[A run of records]
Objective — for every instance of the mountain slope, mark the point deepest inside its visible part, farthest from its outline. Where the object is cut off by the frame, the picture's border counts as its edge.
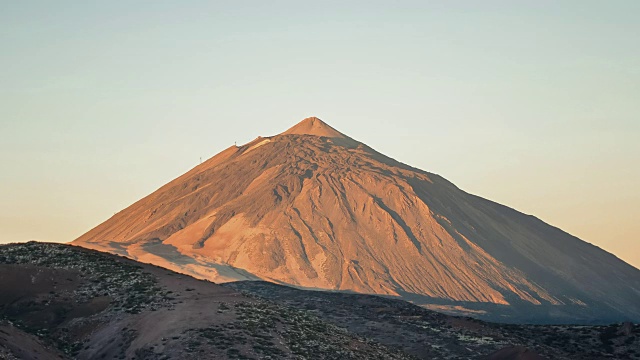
(314, 208)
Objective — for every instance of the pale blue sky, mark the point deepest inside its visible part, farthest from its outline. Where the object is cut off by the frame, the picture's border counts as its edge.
(534, 104)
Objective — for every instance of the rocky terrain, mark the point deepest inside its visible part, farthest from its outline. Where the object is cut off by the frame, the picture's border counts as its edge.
(314, 208)
(63, 302)
(427, 334)
(66, 302)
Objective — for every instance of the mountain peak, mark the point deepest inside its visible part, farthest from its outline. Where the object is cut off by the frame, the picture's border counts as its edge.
(316, 127)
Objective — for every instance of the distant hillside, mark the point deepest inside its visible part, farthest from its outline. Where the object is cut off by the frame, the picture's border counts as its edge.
(65, 302)
(314, 208)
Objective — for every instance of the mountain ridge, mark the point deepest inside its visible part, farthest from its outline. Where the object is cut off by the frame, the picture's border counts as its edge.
(314, 208)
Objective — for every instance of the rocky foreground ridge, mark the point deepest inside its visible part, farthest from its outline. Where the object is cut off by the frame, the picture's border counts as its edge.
(314, 208)
(65, 302)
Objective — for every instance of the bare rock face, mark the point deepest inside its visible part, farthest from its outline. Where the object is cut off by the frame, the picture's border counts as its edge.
(314, 208)
(515, 353)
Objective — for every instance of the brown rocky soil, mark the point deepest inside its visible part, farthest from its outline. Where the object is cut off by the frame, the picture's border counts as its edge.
(314, 208)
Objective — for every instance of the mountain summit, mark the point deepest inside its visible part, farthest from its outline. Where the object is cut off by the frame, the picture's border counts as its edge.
(314, 208)
(316, 127)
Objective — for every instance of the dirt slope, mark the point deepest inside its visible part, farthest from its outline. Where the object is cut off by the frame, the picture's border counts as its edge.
(61, 301)
(314, 208)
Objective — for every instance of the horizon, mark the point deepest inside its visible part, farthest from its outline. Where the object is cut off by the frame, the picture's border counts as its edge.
(542, 118)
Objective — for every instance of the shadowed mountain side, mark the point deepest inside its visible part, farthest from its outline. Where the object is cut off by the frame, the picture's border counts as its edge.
(314, 208)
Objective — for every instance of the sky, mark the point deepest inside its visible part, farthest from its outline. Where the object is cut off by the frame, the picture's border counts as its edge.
(532, 104)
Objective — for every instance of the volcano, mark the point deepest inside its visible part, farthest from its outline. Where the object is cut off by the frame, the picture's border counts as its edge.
(314, 208)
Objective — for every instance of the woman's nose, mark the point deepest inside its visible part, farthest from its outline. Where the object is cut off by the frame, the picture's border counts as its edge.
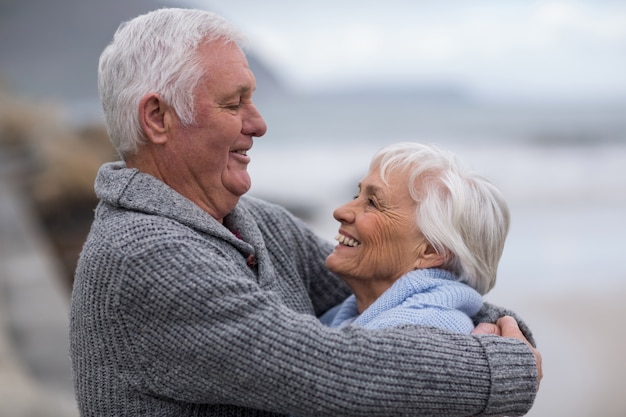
(344, 213)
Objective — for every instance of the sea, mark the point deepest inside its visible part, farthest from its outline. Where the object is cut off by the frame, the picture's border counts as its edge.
(559, 165)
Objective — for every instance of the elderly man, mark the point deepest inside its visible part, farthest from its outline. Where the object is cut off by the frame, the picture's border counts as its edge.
(191, 299)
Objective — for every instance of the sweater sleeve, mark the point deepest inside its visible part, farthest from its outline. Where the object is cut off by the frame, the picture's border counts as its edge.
(221, 339)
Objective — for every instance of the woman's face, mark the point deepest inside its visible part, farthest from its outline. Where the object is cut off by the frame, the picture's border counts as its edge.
(378, 238)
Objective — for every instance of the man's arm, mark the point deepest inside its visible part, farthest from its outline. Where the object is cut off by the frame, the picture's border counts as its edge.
(507, 327)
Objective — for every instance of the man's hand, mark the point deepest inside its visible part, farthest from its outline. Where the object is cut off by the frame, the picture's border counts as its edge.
(507, 327)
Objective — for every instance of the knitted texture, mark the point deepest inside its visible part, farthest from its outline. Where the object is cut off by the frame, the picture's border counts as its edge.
(168, 319)
(427, 297)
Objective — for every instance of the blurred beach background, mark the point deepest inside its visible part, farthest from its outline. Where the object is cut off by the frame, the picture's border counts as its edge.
(532, 94)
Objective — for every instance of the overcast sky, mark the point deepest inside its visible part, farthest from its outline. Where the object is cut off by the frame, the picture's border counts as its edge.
(522, 48)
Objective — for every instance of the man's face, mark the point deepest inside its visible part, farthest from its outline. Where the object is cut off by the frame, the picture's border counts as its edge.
(207, 162)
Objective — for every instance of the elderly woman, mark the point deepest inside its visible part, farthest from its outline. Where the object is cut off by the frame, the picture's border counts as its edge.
(420, 242)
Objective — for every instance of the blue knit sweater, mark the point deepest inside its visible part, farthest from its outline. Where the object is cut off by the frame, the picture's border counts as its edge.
(428, 297)
(169, 318)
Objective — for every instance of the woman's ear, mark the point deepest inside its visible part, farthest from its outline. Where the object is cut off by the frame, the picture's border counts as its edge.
(427, 257)
(154, 117)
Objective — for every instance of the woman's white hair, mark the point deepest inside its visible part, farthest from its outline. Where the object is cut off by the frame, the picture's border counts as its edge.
(459, 212)
(155, 53)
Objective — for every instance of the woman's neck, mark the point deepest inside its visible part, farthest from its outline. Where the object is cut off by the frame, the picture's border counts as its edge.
(366, 292)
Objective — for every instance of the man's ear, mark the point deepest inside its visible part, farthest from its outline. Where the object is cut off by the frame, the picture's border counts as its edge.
(427, 257)
(155, 118)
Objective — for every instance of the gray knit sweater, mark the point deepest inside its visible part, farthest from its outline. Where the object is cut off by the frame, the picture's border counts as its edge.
(171, 316)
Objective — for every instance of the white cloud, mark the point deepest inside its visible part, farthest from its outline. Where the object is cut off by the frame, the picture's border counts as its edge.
(513, 47)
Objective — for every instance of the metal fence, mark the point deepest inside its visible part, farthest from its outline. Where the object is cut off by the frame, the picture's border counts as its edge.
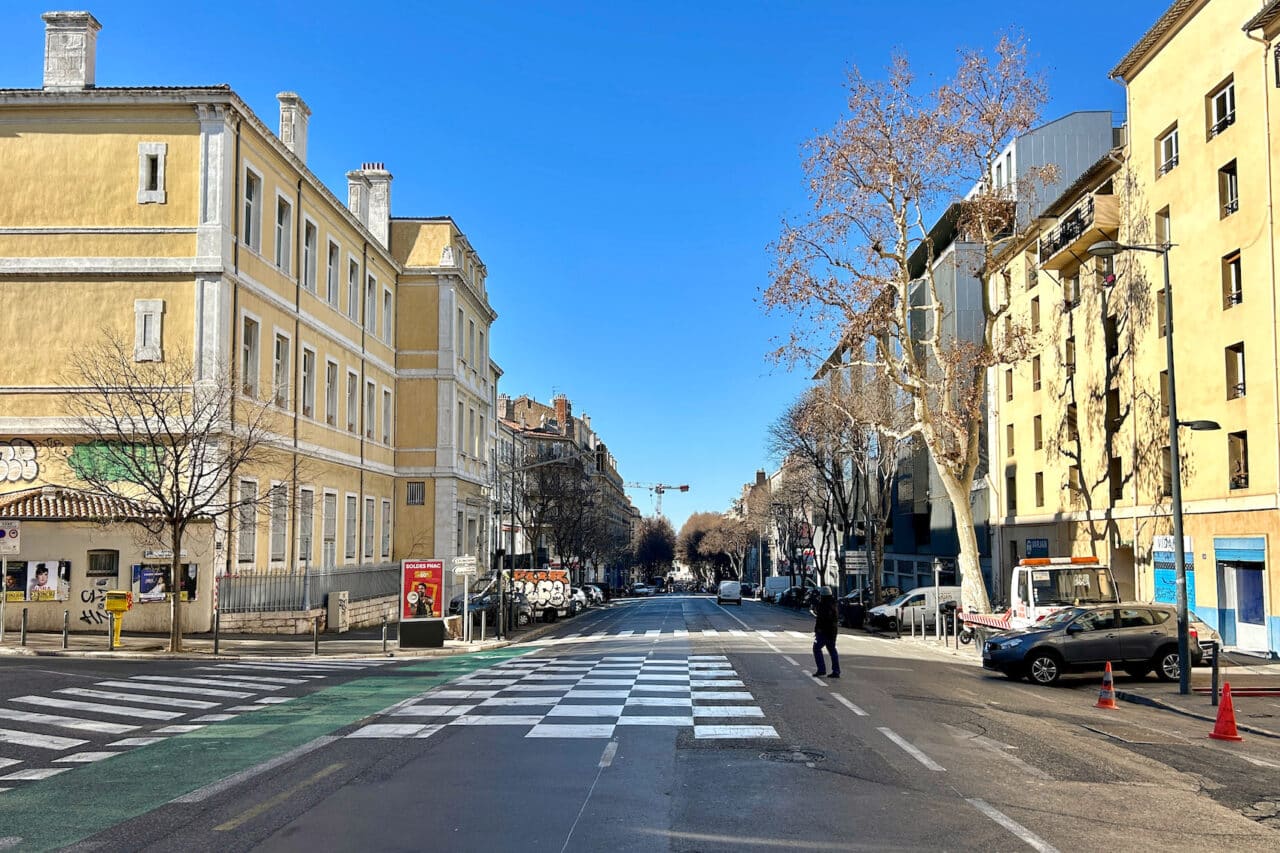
(255, 593)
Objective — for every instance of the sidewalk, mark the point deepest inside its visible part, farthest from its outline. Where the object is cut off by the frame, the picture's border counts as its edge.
(356, 643)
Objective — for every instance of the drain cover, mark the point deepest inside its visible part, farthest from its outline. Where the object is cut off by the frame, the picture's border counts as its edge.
(794, 756)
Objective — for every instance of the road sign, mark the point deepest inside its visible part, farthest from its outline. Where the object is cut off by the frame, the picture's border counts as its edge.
(9, 532)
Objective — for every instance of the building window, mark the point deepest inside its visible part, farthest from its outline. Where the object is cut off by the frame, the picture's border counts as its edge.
(310, 263)
(1238, 448)
(309, 383)
(1164, 227)
(1228, 190)
(334, 270)
(151, 156)
(330, 393)
(1235, 370)
(306, 521)
(279, 521)
(280, 370)
(1221, 108)
(352, 402)
(246, 515)
(387, 529)
(351, 529)
(1166, 151)
(283, 235)
(1233, 284)
(353, 291)
(251, 229)
(388, 313)
(248, 357)
(329, 542)
(147, 315)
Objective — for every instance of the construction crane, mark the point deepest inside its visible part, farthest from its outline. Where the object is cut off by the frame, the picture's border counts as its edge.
(658, 488)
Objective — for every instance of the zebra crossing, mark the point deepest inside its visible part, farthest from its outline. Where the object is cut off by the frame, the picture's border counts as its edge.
(42, 735)
(680, 633)
(567, 697)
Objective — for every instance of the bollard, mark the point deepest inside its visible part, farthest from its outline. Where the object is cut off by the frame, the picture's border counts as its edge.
(1214, 685)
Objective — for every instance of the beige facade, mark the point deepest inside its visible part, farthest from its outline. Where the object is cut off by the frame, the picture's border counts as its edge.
(1080, 430)
(176, 219)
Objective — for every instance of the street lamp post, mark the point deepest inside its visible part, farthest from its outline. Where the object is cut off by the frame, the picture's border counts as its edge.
(1109, 249)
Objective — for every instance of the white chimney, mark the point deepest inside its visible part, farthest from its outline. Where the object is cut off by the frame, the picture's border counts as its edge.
(293, 123)
(71, 49)
(369, 196)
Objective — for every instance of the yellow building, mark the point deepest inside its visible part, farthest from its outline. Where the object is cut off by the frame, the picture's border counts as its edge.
(176, 219)
(1082, 428)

* [BRIEF] Starting at the line that contains "Objective — for every instance of the building", copy each line exactly through the end of the listing above. Include that first line and the last one, and add nothing.

* [RESPONSE TO THE EXERCISE]
Objective — for every instance of the building window, mark the point deepest inside its visible part, farthest from its outline. Where the object is cut off by the frame, the picture's border counts as its edge.
(310, 263)
(1238, 448)
(309, 383)
(1164, 227)
(1228, 190)
(334, 270)
(151, 156)
(330, 393)
(1235, 370)
(306, 521)
(279, 521)
(280, 370)
(1221, 108)
(352, 402)
(246, 515)
(387, 529)
(351, 529)
(1166, 151)
(283, 235)
(1233, 284)
(353, 291)
(251, 229)
(388, 313)
(248, 357)
(329, 542)
(147, 315)
Objective — for every instance of the construction crane, mark the point deepest inside its visible part, farthest from its outline. Where the object is cut off by the frame, the picture's border counts as its edge.
(658, 488)
Objective — for every instance of the zebra crossing, mark the point deepest inside its visible part, farthest from its outline. Where the object is cut off by the frame, the picture's border counts as its edge.
(42, 735)
(680, 633)
(567, 697)
Objective — for every instance of the bollard, mark the point deepest inside its visible part, farthest from its outline. Where the object is cut off by the frame, the picture's border counts as its edge.
(1214, 685)
Objective — for every instance of the beige facade, mark the point deepest inside its visible part, farthest from its outline. Where the object is cut off by the frame, the picture's border counts as its edge.
(1080, 430)
(176, 219)
Objective — for every instance of the street lamp post, mark the point deepest inside its visible part, farthest from its outline. Where the object is cut off by the frame, the picture's border counts as its edge.
(1109, 249)
Objective — for every instance of the white chimney, mark the point deepest inside its visible part, farthest from its outline. Where the object is cut off by the frame, the picture's border counts as its edge.
(293, 123)
(71, 49)
(369, 196)
Objective — for every instance of the yellow building, mark the point deepest inside its visible part, farthest from its outline. Where the object is cut off by the frame, the picture's border counts as its edge.
(176, 219)
(1082, 428)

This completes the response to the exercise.